● Given problem 1: Print the passage of the fishing thread from "The circle hook" up to and including "Maybe next time.", word for word.

[Text section start]

# LC Pointer + Strawberry = BIG FISH



## rapalahunter (Oct 13, 2007)

Just not today. 

I got to Soldier Creek dam at about seven, pumped up the tube, and started fishing. I was drifting a minnow while casting a pointer. I figured my chances at a big fish weren't great considering the spawn, though winding down, is still happening. But I was shocked at the size of my first fish. I didn't expect one this small. Sorry It's kind of blurry. The Pointer is a size 100. _(O)_










I reeled it in and said "what the hell?", then went straight for my camera.
Here he is again:










I made a couple of passes by the cliffs and decided to set up shop for some night fishing just past the cliffs on a little point right as the sun was setting. It sure was purdy.










I knew the little devil crawdads would munch any minnow left on the bottom for too long, so I threw a redside out under a bobber while I worked the same pointer from shore. I was getting no love on the lure and was about to recast the minnow when my bobber started bouncing then completely disappeared. I let the fishy take it with an open bail, then I flipped the bail and waited. He was hooked.

The circle hook did it's job again and got him right in the corner of the mouth. Good thing too, because he was not over the slot. I didn't measure him because I had left my tape measure back on the other side of the cliffs on shore with my jacket. O|* O|* (And it was getting cold)










I sat slowly freezing for the next hour and a half. Not a bite on the minnow or the lure. I think I wasn't getting hit's on the lure because it was floating somewhere in the lake. I had a little baitcasting reel malfunction the sent my pointer flying into strawberry never to be seen again. A couple more of these are in order: O|* O|*

Anyway, tonight's night fishing was not so good. Maybe next time.


----------



## Gameface (Jun 7, 2008)

If you don't mind me asking, what's a circle hook?


----------



## LOAH (Sep 29, 2007)

Oooh, tough break. So you were out in your tube at night? Sounds fun. Glad the Strawberry monster didn't decide to eat you. :wink: 

At least you caught a few. Sorry they weren't the bigguns.


----------



## REPETER (Oct 3, 2007)

Gameface said:


> If you don't mind me asking, what's a circle hook?


you should google it to get a better idea, but basically they are a very old design that is really being reinvented and marketed lately. the idea is that they will more often hook the fish in the lip or jaw easier than being swallowed for more successful catch and release especially with bait. another option when the fish does swallow the bait but must be released is just cut your line and lose your hook. that hook will "hopefully" disintegrate/rust/or pass, with little damage to the fish. it's probably worth the $2-3 for a package of circle hooks in the tackle box :wink:


----------



## rapalahunter (Oct 13, 2007)

Gameface said:


> If you don't mind me asking, what's a circle hook?


Here's a good link that explains them:

http://edis.ifas.ufl.edu/sg042


----------



## hunterfisher (Sep 14, 2007)

Dang that fish is as big as the lure.


----------



## lvnstmc (May 11, 2008)

[Text section end]
[Provided data start]

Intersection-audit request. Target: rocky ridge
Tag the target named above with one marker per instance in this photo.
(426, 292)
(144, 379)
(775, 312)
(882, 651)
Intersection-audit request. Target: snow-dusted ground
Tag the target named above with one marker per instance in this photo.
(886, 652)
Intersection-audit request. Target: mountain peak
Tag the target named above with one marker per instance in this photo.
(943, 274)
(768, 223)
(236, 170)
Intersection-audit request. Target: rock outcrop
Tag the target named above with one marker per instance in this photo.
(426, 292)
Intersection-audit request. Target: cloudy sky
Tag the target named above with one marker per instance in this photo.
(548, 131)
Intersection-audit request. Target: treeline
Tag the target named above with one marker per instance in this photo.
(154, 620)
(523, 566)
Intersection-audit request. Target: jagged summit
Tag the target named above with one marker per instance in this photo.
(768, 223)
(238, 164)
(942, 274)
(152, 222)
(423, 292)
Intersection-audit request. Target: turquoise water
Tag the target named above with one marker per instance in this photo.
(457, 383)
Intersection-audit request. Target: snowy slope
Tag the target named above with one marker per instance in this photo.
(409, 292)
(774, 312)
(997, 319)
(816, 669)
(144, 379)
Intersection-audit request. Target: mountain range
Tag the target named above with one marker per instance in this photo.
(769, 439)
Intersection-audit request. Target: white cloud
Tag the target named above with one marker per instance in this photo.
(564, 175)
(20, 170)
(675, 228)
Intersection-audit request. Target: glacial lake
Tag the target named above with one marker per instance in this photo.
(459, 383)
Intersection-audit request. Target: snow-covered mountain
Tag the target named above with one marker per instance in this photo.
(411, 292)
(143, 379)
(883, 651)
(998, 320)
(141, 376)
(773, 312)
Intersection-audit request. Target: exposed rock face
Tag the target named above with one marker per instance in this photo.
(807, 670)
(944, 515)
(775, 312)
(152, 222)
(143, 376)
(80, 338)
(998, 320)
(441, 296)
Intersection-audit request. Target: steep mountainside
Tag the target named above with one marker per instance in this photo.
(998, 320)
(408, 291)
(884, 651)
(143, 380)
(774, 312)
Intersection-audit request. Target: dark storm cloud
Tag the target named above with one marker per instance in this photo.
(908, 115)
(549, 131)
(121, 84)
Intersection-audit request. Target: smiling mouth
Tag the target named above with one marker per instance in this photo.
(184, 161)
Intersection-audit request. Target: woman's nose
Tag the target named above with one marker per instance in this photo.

[Provided data end]

● Given problem 2: Output, unchanged, the lines of the records from the line with "Intersection-audit request. Target: smiling" up to and including the final line of the records, and no other lines.

● Written reply 1:
The circle hook did it's job again and got him right in the corner of the mouth. Good thing too, because he was not over the slot. I didn't measure him because I had left my tape measure back on the other side of the cliffs on shore with my jacket. O|* O|* (And it was getting cold)










I sat slowly freezing for the next hour and a half. Not a bite on the minnow or the lure. I think I wasn't getting hit's on the lure because it was floating somewhere in the lake. I had a little baitcasting reel malfunction the sent my pointer flying into strawberry never to be seen again. A couple more of these are in order: O|* O|*

Anyway, tonight's night fishing was not so good. Maybe next time.

● Written reply 2:
Intersection-audit request. Target: smiling mouth
Tag the target named above with one marker per instance in this photo.
(184, 161)
Intersection-audit request. Target: woman's nose
Tag the target named above with one marker per instance in this photo.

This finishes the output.